On Tuesday, the American Academy of Sciences published a study on GMO cultures and their risks to the environment and health. After analysing animal studies to assess the effects of chemical components contained in commercially available GMO foods, the Academy of Sciences confirmed that “GMO crops do not pose more risks than conventional crops”. However, long-term epidemiological studies have “not directly targeted the health-related effects of eating GMO foods such as soya or maize”.
Whilst therefore recognising the difficulty in detecting the “subtle or long-term” effects on health or the environment, members of the scientific committee “have not found any evidence to suggest a difference in human risk between commercialised GMO crops and conventional crops”. Obviously, some GMO crops under development “are specifically designed to benefit human health”.
——
TASKS TO COMPLETE:
1. Do the following statements agree with the passage on the GMO study? Answer yes or no for each, and quote the words of the passage that decide it.
(a) The study was published on a Tuesday.
(b) Long-term epidemiological studies have directly targeted the health effects of eating GMO soya or maize.
(c) The committee found evidence of a difference in human risk between commercialized GMO crops and conventional crops.
2. Could you continue the passage on the GMO study, starting after its final sentence?
——
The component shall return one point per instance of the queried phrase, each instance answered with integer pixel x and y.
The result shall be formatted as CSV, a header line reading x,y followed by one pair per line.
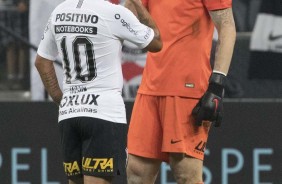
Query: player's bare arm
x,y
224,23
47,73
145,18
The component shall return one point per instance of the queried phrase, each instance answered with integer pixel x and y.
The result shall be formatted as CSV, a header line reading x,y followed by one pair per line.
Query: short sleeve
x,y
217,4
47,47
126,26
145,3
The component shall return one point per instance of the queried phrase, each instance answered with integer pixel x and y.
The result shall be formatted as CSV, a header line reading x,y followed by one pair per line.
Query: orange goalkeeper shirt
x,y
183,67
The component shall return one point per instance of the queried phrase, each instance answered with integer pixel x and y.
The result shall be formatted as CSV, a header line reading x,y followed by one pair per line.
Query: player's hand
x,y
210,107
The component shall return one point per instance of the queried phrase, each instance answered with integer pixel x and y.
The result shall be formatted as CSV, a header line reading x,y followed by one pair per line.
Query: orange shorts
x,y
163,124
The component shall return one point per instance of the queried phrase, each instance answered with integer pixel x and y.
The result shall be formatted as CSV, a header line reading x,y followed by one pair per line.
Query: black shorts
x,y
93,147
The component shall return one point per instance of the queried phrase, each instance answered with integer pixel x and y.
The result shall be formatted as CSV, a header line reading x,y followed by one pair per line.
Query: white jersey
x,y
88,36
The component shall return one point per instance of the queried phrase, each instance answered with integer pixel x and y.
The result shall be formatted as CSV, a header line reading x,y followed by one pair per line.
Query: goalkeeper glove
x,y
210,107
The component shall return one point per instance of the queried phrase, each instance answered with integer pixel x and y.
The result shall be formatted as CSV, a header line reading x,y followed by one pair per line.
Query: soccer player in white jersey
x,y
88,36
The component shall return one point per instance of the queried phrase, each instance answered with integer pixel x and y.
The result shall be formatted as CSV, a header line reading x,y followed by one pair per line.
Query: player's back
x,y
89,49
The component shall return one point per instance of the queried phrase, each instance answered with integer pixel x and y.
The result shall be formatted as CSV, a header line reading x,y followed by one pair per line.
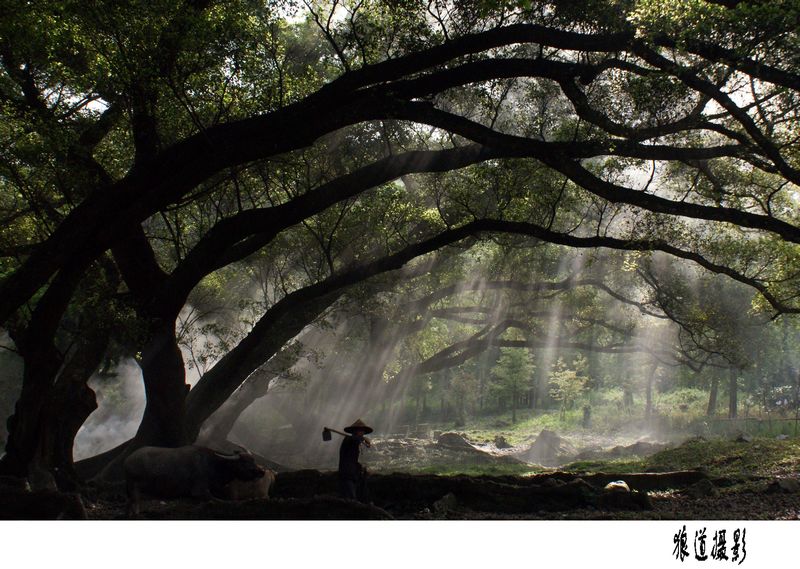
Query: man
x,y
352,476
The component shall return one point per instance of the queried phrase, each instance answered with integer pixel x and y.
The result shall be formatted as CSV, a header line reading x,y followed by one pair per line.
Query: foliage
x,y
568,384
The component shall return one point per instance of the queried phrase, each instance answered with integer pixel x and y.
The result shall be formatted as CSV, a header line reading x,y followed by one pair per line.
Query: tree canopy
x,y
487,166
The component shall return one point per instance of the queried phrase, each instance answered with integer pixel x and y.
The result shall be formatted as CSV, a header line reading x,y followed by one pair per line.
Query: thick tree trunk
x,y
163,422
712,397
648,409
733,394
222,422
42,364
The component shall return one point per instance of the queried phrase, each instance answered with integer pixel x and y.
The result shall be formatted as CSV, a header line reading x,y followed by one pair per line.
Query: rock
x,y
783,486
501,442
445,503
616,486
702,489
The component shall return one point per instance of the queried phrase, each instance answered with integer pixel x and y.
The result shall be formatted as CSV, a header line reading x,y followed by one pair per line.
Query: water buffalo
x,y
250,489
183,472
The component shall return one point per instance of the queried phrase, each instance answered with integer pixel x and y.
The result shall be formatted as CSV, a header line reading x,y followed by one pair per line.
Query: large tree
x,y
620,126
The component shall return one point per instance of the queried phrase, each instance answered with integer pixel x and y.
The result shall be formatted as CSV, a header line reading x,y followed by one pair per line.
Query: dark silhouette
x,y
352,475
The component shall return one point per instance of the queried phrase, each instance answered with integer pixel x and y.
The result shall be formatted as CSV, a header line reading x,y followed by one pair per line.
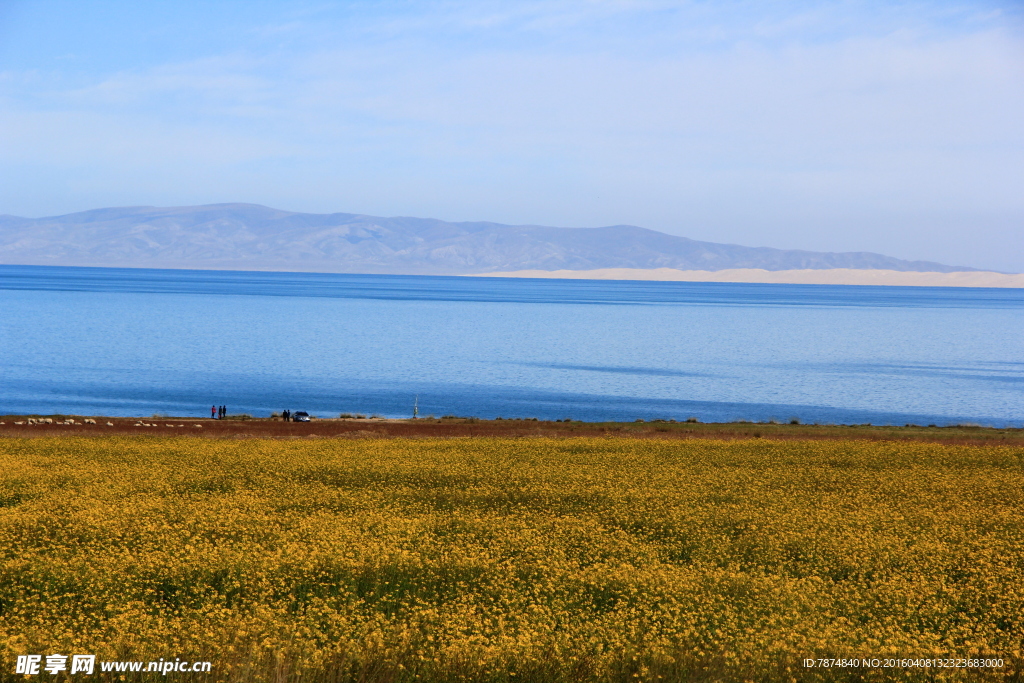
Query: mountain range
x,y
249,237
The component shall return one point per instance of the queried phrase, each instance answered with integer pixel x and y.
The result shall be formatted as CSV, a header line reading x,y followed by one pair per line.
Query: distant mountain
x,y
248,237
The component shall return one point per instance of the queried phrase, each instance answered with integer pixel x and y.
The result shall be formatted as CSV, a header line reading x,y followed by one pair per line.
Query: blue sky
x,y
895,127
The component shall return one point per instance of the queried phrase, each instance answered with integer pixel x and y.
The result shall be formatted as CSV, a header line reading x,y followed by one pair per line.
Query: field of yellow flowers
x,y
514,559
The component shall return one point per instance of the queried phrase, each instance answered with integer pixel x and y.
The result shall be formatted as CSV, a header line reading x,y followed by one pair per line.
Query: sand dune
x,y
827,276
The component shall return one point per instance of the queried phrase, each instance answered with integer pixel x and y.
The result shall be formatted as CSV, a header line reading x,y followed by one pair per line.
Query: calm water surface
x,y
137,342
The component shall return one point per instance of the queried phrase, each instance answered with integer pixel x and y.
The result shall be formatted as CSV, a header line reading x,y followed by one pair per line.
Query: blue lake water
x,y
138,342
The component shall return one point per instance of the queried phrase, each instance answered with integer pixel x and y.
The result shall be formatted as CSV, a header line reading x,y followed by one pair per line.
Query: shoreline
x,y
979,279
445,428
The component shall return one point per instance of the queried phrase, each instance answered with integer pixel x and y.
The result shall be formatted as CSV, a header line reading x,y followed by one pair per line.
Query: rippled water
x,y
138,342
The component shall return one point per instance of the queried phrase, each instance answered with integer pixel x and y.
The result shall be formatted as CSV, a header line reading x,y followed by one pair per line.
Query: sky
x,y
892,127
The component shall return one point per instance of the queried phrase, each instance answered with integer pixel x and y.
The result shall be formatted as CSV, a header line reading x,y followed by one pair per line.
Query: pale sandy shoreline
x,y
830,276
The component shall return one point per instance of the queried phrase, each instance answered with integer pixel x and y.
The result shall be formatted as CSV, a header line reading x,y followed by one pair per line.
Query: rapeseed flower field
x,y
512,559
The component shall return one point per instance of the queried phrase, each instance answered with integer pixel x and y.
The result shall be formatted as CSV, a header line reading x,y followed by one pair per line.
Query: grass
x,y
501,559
——
ANSWERS FOR THE EXERCISE:
1.
(a) Yes: "On Tuesday, the American Academy of Sciences published a study"
(b) No: "not directly targeted the health-related effects of eating GMO foods such as soya or maize"
(c) No: "have not found any evidence to suggest a difference in human risk between commercialised GMO crops and conventional crops"

2.
However, the committee notes that “the resistance developed by harmful insects is a serious problem for agriculture”. The use of GMO techniques “has not reduced the diversity of plants and insects” and insect-resistant GMO crops are “beneficial to human health because they reduce the use of insecticides”.
Finally, the report recognises “that it is difficult, from this point onwards, to distinguish between new genetic engineering methods developed since the 1970s and conventional growing methods”. It emphasises the “importance of covering all new genomic techniques in an attempt to enhance the ability to detect the slightest unforeseen change in the characteristics of new varieties of crops, whether or not of GMO origin”.